Supplied information:

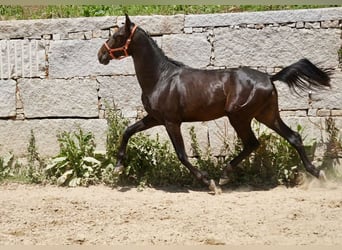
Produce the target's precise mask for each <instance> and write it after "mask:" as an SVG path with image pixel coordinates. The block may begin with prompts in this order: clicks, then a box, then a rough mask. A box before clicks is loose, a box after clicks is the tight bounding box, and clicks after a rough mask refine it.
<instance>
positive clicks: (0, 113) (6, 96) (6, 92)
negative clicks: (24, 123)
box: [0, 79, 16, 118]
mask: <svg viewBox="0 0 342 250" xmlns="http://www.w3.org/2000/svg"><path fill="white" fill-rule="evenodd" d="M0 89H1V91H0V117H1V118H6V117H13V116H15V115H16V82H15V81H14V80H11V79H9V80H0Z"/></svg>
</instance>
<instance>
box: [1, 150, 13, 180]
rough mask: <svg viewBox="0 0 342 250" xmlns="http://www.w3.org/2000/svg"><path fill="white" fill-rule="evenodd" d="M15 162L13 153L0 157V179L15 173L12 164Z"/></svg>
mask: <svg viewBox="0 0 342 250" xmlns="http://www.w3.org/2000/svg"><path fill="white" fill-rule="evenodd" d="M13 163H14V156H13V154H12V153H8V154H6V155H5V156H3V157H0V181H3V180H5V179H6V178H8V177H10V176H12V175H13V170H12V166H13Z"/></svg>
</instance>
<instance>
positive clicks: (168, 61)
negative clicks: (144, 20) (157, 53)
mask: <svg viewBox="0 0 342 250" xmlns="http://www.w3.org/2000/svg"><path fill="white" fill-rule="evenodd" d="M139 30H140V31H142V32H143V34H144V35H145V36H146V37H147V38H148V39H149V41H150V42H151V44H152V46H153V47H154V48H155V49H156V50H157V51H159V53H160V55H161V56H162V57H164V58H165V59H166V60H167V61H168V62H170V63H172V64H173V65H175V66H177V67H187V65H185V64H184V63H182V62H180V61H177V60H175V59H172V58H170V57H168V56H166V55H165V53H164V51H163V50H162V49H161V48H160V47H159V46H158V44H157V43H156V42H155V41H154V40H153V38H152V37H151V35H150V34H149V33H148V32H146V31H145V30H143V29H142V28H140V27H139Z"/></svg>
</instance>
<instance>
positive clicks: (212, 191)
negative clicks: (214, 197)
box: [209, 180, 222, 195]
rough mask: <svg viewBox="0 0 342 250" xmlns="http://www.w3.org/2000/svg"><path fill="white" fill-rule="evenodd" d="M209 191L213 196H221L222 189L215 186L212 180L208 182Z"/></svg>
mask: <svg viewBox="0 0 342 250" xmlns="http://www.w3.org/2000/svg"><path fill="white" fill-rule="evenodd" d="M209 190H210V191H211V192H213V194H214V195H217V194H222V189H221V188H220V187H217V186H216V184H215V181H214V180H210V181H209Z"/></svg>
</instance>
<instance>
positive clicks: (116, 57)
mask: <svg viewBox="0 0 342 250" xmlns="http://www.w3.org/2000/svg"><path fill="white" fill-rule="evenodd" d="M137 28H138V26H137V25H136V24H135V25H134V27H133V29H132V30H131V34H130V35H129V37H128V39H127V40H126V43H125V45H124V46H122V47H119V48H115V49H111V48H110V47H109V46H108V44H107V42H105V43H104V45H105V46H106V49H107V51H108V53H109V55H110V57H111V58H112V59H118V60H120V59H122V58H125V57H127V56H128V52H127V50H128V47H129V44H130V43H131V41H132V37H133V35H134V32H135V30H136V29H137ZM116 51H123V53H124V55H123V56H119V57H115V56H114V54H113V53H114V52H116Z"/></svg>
* * *
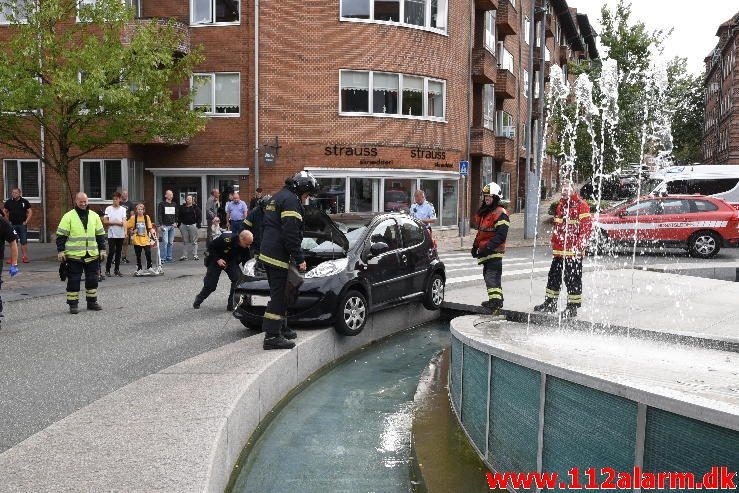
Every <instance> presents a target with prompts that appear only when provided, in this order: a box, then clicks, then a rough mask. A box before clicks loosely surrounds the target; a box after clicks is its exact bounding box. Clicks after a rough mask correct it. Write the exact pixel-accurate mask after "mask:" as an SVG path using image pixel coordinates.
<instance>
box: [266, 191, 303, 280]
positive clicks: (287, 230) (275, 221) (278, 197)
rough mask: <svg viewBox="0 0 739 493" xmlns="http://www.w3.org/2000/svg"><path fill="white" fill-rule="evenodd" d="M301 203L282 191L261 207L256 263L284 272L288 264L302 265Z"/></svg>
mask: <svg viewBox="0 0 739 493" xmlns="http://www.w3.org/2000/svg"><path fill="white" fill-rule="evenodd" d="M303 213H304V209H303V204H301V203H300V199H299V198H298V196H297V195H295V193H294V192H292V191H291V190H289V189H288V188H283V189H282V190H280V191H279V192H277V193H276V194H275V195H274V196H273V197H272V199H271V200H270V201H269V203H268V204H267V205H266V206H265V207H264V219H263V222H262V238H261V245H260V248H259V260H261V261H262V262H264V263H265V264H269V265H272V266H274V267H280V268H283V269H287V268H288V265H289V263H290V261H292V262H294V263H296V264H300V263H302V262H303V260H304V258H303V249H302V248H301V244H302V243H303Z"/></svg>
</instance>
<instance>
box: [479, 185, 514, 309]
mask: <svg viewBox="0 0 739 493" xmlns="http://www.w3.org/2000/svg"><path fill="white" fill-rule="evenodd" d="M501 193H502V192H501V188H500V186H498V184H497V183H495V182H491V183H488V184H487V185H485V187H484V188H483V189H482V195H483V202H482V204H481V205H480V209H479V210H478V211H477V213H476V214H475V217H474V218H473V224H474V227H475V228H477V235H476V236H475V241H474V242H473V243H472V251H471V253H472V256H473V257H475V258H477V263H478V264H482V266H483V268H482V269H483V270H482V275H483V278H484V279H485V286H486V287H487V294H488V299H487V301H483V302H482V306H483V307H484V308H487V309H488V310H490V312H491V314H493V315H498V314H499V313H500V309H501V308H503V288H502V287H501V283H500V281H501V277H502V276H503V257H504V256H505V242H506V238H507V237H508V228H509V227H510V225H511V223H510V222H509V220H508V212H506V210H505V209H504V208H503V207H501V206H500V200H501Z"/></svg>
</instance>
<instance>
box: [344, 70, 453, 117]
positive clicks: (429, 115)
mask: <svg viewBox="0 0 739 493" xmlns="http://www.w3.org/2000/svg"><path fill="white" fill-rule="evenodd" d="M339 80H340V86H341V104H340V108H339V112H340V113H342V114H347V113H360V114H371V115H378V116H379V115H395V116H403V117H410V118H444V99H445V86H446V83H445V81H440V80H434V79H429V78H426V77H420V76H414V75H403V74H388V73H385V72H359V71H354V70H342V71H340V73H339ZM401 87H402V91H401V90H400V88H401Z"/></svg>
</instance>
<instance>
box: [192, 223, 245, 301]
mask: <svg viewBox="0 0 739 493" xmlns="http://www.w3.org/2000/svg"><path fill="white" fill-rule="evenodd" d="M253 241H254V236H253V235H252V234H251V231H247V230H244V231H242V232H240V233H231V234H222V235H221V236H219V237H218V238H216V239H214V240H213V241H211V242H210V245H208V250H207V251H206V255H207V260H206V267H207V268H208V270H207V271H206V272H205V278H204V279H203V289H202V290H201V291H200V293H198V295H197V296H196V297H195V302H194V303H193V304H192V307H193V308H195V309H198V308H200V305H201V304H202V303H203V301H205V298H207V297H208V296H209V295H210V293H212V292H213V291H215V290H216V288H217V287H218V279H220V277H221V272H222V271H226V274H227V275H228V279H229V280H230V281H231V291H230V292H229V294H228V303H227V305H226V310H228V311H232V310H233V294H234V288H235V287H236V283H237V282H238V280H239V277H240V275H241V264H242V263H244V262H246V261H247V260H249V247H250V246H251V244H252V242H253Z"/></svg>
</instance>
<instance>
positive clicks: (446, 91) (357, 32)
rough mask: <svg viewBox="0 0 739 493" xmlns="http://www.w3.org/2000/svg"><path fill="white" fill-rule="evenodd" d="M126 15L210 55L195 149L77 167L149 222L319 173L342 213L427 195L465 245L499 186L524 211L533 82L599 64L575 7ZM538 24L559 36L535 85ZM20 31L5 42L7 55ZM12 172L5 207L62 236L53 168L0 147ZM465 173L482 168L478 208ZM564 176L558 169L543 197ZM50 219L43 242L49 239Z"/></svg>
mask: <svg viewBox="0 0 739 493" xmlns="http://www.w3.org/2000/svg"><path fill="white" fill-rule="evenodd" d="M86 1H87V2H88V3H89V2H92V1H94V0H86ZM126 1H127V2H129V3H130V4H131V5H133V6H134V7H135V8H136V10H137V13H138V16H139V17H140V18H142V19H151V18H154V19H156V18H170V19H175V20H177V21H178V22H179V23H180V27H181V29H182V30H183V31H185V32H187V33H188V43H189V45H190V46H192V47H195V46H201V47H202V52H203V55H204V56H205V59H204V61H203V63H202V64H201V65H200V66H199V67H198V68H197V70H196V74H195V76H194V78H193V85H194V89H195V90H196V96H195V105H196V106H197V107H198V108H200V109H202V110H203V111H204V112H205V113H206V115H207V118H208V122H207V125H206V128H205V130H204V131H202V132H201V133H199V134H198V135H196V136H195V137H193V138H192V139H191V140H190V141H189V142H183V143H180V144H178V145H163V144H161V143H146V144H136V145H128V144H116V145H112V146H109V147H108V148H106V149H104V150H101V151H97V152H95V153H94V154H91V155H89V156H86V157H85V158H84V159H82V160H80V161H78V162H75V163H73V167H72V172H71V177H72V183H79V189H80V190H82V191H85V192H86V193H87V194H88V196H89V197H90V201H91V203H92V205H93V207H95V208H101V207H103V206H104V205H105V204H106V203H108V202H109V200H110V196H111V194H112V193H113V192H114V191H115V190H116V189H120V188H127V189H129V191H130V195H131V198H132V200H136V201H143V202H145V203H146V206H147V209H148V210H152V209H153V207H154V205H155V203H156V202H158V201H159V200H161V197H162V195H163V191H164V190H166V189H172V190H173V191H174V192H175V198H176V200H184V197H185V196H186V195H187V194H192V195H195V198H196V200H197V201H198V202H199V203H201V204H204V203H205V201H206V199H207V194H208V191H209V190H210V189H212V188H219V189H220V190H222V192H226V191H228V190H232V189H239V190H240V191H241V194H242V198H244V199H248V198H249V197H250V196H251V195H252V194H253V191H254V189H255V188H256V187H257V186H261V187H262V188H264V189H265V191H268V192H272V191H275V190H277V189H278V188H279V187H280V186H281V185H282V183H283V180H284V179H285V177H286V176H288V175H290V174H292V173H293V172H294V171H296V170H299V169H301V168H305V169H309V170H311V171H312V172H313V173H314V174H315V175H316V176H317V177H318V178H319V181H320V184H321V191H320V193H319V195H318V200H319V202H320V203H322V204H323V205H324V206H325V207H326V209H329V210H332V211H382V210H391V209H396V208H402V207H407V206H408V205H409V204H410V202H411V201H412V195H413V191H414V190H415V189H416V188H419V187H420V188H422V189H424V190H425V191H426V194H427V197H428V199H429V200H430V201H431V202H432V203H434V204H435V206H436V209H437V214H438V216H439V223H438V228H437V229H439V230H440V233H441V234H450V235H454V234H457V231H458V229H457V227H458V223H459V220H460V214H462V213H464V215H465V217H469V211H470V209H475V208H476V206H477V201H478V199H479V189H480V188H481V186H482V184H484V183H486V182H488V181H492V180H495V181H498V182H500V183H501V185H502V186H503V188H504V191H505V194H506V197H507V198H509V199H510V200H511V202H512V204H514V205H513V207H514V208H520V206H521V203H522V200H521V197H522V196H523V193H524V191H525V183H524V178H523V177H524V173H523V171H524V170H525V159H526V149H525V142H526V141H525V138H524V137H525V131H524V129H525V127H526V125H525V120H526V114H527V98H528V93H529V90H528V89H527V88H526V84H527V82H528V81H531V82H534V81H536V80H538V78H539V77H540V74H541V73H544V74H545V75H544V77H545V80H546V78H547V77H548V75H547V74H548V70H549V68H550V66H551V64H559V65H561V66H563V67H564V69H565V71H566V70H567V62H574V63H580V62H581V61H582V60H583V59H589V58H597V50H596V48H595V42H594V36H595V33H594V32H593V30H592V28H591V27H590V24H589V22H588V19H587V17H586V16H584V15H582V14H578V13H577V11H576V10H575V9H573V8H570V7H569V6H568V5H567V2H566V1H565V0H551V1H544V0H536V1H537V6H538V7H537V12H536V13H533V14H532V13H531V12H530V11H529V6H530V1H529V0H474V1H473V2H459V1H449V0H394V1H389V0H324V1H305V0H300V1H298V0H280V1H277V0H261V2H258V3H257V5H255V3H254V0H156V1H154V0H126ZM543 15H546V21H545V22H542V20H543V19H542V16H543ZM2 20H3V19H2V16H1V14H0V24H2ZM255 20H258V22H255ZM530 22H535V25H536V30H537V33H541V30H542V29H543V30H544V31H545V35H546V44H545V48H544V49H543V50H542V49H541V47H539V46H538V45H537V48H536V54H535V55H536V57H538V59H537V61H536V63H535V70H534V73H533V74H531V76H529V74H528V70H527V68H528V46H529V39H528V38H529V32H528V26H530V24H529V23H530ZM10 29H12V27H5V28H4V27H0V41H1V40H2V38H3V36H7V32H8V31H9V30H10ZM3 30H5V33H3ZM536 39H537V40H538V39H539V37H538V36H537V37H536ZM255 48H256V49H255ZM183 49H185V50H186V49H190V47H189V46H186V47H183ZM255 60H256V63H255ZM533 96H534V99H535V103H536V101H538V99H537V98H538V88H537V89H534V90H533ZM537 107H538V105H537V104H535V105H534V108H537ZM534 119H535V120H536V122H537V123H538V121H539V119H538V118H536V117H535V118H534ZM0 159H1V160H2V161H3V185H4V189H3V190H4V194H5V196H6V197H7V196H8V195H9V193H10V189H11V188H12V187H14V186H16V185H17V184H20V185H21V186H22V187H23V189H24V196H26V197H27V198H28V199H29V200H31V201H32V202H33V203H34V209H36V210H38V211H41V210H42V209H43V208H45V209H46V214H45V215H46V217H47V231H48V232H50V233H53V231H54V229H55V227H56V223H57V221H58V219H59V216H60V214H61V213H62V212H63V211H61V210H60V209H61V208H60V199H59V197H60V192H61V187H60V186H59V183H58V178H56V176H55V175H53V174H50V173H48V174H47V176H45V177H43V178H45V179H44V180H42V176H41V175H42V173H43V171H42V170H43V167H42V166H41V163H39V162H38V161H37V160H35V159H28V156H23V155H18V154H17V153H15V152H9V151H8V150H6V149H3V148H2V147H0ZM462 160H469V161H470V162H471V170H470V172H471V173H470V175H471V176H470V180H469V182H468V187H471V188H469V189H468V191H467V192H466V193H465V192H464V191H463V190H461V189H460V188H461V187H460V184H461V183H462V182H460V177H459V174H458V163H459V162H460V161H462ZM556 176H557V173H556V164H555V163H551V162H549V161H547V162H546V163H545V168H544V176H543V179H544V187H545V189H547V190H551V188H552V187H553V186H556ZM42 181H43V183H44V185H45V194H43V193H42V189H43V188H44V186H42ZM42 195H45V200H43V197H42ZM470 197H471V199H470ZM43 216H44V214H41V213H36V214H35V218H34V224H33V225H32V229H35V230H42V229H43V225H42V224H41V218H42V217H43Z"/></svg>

Exercise objective: Can you update the lines beginning with the one containing "Produce the target's" and ending with the one containing "box: [0, 79, 16, 118]" so that "rough" becomes "coarse" and nothing else changes? Return only those lines.

Final answer:
Produce the target's precise mask for each <instance> and write it after "mask:" as an SVG path with image pixel coordinates. The block may begin with prompts in this order: clicks, then a box, then a coarse mask. A box before clicks is loose, a box after clicks is the tight bounding box, and clicks after a coarse mask refine it.
<instance>
positive clicks: (0, 113) (6, 96) (6, 92)
negative clicks: (24, 123)
box: [0, 79, 16, 118]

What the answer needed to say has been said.